» What is required: In the records below, locate the line containing "Target: grassy meadow", then output that line and all later lines exactly, through the last one.

Natural language region descriptions:
=== Section Start ===

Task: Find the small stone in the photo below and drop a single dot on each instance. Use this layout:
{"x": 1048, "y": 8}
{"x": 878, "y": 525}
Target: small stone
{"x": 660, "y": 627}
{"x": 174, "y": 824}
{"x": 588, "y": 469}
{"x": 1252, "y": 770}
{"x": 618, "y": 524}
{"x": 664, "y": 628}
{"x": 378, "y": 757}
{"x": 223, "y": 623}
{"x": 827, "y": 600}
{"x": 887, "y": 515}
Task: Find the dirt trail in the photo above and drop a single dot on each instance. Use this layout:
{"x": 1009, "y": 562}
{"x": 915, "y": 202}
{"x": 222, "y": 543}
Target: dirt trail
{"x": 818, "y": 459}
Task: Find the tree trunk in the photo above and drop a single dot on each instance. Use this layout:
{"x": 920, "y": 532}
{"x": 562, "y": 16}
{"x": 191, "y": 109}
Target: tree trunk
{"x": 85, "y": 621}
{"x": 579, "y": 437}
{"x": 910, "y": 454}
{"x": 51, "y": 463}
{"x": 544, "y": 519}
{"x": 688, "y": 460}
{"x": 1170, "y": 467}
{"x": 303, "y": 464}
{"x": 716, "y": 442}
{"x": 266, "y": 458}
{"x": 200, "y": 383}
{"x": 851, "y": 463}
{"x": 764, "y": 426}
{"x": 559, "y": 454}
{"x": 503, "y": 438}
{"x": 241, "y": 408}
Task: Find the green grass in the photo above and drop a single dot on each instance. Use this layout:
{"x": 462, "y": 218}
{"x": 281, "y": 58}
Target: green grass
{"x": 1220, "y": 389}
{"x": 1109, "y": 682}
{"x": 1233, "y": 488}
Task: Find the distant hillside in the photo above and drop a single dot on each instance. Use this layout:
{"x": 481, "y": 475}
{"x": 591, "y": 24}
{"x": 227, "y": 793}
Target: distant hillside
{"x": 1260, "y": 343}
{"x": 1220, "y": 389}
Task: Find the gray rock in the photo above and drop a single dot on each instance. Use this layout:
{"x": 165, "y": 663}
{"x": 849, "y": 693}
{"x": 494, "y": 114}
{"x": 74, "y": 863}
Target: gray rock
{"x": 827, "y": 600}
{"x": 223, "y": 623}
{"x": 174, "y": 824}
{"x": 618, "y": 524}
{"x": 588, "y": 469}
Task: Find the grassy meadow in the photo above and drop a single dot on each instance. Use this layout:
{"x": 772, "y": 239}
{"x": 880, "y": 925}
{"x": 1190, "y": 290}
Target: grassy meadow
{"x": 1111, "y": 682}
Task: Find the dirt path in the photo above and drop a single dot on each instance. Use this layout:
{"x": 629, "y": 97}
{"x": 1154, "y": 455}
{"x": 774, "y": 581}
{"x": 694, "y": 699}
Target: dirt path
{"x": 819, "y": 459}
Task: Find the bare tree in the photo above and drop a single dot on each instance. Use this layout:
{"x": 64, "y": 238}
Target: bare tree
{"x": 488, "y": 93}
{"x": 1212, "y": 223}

=== Section End ===

» Solution for this task:
Target: grassy meadow
{"x": 1111, "y": 682}
Task: Find the dirt path in the photo above and drop a single dot on each instance. Use this layout:
{"x": 629, "y": 97}
{"x": 1154, "y": 455}
{"x": 774, "y": 581}
{"x": 694, "y": 699}
Target: dirt path
{"x": 819, "y": 459}
Task: Find the bare tree in the photo above and drop a single dot on each instance. Use this layout:
{"x": 64, "y": 238}
Target: bare tree
{"x": 488, "y": 93}
{"x": 1212, "y": 223}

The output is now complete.